**Exercise:** After locating the line that contains "of the asphalt" in the records below, write out exactly that line and each line after it through the one that contains "of the seat", and nothing else.

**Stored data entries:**
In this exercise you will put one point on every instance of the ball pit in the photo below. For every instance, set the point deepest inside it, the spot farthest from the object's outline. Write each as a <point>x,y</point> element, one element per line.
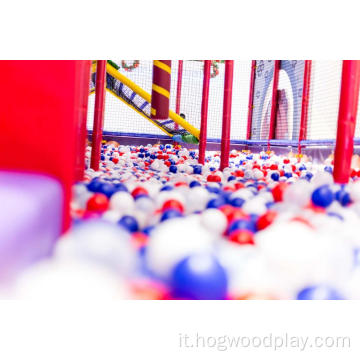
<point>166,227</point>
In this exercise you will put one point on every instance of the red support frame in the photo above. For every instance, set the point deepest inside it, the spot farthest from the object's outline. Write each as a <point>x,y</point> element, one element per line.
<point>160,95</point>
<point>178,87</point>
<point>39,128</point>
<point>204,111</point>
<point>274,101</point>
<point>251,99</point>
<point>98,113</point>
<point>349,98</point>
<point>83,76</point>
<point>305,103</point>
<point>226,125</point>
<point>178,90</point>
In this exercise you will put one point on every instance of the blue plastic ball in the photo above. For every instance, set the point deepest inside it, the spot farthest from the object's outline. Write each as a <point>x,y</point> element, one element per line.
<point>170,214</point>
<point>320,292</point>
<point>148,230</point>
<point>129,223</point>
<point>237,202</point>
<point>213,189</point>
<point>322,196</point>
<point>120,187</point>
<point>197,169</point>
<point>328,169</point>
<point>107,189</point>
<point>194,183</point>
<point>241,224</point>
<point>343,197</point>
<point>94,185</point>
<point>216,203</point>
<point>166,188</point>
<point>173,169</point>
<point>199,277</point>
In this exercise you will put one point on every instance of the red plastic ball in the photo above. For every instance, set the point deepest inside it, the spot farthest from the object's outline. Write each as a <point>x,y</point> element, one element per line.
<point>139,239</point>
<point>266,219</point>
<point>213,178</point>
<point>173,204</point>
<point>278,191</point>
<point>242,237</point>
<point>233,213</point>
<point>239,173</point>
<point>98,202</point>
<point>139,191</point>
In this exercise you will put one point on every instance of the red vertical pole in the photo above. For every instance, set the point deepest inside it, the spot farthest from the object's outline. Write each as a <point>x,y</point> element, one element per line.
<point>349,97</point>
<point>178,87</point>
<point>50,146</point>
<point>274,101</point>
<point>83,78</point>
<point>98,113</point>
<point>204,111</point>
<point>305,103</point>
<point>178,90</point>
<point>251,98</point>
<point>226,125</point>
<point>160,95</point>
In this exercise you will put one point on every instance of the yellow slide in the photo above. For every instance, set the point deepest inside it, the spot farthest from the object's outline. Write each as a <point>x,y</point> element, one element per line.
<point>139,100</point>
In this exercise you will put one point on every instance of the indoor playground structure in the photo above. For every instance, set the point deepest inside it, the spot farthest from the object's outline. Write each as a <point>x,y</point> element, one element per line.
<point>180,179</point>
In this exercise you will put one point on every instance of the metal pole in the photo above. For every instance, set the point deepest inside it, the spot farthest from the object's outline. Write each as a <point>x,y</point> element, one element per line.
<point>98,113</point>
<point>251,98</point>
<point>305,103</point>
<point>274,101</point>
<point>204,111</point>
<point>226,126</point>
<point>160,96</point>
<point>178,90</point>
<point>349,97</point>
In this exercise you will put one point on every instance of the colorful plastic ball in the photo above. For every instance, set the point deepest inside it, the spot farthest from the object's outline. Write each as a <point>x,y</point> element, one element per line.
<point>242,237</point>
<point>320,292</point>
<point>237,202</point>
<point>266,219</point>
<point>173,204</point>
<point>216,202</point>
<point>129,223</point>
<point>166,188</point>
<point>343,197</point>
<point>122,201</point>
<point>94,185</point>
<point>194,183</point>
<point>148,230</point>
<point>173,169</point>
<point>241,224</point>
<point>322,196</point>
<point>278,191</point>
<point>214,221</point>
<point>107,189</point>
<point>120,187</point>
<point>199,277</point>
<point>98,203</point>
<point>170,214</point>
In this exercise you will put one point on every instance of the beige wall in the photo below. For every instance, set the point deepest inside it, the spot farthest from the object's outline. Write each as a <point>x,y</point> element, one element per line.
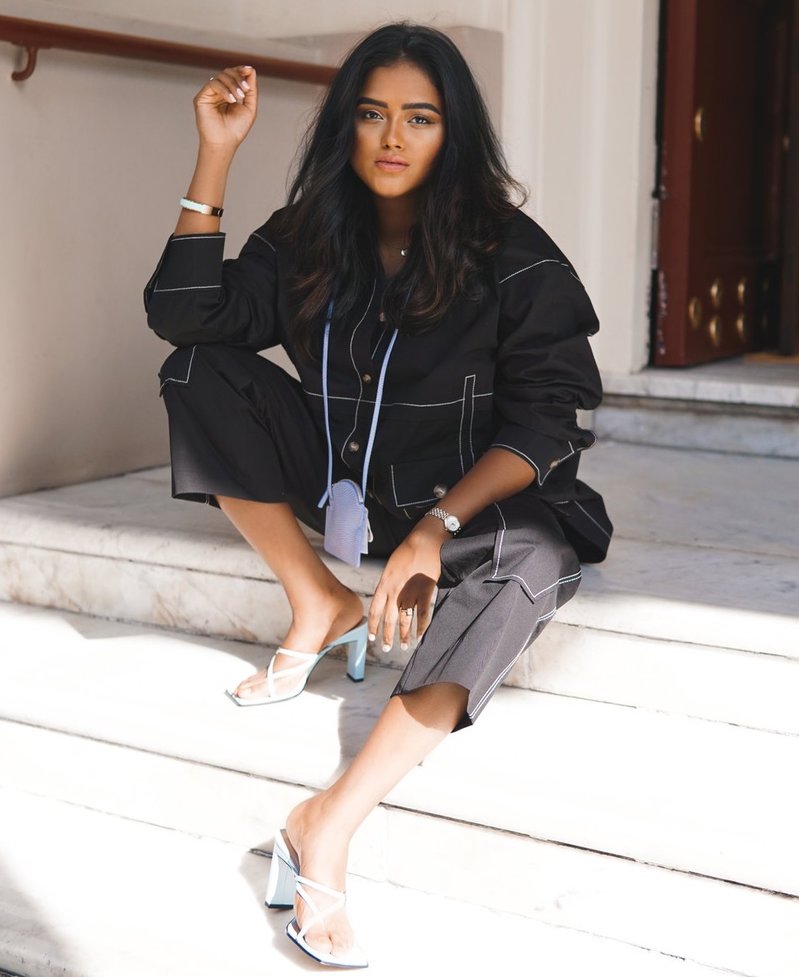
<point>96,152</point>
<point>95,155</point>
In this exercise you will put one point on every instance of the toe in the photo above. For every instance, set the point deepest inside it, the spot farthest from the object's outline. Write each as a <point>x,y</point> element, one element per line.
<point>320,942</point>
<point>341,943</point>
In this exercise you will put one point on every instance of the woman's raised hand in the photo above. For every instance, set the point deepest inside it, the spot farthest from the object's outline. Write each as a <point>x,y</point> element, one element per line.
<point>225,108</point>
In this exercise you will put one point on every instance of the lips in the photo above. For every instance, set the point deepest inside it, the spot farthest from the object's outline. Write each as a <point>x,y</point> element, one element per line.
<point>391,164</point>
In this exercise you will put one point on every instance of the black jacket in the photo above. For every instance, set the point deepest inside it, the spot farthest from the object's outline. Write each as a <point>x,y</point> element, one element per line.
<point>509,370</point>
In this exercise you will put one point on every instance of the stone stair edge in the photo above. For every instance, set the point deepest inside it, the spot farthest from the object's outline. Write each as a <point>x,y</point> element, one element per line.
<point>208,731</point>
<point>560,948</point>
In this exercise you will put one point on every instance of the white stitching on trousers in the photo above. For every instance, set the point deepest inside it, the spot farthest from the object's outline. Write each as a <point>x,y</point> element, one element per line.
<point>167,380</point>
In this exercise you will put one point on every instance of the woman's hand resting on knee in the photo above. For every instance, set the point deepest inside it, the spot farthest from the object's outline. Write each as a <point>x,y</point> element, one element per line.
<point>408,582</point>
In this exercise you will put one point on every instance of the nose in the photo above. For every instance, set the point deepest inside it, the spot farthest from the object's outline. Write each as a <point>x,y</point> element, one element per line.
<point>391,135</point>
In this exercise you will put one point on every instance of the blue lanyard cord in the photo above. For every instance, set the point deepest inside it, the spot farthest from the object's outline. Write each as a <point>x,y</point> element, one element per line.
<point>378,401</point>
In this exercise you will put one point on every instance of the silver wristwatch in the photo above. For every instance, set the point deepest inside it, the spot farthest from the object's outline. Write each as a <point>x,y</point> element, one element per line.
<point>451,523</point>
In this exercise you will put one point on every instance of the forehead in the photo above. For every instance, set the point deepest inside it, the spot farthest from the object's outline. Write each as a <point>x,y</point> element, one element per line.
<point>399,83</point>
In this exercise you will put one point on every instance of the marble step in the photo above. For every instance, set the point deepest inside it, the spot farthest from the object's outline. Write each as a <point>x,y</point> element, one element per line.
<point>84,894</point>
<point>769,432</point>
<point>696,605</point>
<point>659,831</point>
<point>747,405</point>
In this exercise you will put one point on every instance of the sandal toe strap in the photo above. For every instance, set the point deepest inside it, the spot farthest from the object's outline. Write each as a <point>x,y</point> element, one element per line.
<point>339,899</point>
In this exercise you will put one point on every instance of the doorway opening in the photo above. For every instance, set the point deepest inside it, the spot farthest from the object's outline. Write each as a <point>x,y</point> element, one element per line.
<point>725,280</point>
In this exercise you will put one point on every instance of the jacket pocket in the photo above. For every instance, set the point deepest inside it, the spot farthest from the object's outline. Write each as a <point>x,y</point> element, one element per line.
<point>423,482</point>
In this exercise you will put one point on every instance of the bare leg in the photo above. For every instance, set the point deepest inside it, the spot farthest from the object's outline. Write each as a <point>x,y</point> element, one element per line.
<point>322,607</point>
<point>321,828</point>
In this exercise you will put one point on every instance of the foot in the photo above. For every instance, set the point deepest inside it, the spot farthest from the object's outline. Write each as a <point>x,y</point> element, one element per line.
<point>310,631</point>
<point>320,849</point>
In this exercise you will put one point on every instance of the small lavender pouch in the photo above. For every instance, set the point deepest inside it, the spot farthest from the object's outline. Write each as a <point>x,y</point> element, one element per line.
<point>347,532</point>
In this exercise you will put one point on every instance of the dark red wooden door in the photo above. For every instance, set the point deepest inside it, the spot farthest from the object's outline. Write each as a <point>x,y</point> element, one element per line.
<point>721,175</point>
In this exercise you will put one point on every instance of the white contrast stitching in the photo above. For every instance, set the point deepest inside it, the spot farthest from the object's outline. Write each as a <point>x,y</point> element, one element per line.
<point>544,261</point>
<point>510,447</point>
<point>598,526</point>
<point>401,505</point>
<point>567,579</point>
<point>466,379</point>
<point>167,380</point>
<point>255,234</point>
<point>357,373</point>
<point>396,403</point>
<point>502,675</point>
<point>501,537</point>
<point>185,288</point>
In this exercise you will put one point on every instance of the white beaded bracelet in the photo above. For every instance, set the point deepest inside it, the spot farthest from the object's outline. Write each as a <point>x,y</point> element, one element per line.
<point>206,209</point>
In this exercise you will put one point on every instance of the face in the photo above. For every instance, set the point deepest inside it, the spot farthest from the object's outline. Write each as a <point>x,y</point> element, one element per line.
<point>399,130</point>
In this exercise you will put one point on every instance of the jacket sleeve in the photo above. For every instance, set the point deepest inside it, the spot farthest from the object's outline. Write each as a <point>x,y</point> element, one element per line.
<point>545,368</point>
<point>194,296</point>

==

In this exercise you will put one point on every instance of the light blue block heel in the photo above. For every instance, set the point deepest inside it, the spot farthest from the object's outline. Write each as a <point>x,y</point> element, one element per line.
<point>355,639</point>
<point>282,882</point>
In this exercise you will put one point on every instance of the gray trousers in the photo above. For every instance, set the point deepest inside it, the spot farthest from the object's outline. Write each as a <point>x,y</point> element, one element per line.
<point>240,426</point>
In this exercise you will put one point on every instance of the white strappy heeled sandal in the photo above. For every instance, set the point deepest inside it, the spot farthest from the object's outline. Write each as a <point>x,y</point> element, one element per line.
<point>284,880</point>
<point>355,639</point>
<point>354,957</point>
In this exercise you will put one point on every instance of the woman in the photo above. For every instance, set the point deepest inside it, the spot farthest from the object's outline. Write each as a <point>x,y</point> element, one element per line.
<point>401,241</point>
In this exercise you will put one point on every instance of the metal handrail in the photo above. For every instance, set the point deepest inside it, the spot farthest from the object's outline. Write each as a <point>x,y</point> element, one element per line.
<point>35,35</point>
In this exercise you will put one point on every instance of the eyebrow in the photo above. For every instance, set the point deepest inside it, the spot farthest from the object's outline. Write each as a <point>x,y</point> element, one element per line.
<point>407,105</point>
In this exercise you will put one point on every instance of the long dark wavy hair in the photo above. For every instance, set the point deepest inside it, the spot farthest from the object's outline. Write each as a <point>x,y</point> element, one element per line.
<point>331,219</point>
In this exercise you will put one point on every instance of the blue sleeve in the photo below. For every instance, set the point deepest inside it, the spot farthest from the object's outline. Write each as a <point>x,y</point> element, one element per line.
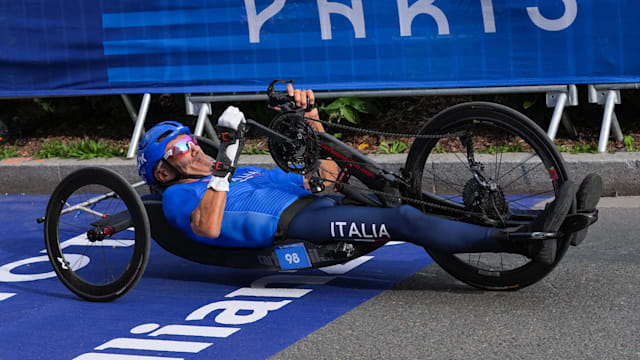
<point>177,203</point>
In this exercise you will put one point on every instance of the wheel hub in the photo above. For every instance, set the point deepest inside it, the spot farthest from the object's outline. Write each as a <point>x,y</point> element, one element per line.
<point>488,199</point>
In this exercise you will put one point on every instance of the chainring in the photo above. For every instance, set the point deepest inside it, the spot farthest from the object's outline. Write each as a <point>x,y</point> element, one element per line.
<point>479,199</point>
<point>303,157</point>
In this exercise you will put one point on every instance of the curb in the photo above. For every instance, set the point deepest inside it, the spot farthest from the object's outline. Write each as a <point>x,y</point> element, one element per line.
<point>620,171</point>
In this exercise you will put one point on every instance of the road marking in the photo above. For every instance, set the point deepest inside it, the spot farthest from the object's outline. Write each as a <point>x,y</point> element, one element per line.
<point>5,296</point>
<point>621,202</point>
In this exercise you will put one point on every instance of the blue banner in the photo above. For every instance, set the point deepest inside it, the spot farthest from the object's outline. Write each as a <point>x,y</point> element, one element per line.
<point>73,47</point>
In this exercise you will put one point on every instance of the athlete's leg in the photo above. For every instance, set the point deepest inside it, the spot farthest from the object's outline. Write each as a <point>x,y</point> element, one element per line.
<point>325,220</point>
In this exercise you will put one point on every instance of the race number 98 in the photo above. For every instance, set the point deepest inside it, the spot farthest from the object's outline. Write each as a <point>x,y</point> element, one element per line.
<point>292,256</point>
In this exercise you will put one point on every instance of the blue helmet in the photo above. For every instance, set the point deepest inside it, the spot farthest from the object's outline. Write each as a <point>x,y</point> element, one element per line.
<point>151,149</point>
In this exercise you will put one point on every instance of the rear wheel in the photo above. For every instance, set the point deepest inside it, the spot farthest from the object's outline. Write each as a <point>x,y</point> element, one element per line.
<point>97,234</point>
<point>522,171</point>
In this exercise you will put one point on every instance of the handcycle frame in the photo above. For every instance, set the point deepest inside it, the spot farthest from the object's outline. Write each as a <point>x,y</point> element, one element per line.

==

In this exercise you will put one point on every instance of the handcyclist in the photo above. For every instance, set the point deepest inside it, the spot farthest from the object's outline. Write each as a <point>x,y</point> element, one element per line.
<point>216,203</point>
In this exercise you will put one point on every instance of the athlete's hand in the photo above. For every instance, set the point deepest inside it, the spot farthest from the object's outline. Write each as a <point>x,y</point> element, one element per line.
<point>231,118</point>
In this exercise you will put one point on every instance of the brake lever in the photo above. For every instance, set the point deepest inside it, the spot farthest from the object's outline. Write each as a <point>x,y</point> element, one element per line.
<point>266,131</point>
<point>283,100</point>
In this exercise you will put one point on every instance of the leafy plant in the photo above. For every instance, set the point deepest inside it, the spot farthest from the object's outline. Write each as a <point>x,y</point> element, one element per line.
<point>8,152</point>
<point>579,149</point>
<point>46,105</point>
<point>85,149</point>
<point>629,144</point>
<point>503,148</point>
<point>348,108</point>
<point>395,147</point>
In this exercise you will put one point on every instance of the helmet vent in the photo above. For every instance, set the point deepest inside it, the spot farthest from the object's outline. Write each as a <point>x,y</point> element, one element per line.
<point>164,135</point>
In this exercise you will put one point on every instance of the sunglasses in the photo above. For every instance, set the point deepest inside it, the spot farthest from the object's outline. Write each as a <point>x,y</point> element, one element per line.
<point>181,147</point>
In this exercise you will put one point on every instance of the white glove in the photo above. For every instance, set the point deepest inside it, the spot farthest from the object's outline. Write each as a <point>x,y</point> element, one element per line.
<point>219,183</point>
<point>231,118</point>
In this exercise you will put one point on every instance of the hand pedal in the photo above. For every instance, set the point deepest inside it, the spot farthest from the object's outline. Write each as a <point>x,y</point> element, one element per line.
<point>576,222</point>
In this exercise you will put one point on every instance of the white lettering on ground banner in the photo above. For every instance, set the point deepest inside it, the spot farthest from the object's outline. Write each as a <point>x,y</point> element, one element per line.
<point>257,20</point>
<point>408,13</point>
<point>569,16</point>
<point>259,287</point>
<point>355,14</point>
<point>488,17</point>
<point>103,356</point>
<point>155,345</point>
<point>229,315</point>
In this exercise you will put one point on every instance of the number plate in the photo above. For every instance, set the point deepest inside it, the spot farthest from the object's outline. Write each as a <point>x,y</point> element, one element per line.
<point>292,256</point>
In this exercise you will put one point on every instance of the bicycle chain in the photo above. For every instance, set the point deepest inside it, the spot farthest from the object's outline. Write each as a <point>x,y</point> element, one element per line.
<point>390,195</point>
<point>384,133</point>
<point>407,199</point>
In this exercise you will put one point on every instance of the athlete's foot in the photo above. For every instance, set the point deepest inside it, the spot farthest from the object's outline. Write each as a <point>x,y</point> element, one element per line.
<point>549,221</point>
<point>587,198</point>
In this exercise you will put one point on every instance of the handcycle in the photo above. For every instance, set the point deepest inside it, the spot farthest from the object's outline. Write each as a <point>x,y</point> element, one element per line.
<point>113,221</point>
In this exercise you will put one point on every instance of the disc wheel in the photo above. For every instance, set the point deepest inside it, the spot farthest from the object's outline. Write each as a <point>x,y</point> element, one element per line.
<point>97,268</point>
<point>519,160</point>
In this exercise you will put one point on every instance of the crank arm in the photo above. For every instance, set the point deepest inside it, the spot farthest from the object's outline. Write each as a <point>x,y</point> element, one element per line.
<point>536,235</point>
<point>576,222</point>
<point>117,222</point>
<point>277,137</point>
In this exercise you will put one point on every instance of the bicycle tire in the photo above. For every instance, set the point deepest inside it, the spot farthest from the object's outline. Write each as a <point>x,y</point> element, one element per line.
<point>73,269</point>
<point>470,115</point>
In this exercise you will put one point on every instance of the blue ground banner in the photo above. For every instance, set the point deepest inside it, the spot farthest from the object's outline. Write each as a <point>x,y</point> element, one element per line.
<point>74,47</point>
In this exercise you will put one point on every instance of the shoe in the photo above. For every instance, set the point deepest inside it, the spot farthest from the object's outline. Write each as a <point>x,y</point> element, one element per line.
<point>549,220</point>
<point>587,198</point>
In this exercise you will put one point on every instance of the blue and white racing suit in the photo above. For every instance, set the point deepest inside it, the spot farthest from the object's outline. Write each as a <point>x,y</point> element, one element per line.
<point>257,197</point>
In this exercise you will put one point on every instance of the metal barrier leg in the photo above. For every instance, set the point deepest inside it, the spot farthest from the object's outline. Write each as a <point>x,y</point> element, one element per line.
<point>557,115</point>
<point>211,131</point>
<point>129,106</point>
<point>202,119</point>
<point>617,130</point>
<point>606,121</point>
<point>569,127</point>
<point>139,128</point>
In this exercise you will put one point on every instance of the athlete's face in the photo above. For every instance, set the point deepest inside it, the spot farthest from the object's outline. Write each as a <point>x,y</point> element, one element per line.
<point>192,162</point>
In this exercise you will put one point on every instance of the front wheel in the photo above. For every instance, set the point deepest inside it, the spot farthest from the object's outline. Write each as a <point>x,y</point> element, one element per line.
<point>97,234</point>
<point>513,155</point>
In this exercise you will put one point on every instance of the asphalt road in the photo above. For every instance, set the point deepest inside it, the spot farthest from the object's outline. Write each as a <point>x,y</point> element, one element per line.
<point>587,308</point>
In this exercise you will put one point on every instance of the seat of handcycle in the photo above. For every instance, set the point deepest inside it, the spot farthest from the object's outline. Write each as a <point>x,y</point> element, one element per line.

**Result of the exercise:**
In this exercise you will put one point on every instance of the asphalt road in the photo above. For every instance, set the point deepest inside it, the spot farthest from the object's outline. Write each as a <point>x,y</point> element, one element per line.
<point>587,308</point>
In this exercise you will put one point on every instance of the seat of handcycle in the photo above. For every instance, set the point deepest inside it, the spot farthest from the object's outline. Write each as a <point>x,y</point> element, one element per line.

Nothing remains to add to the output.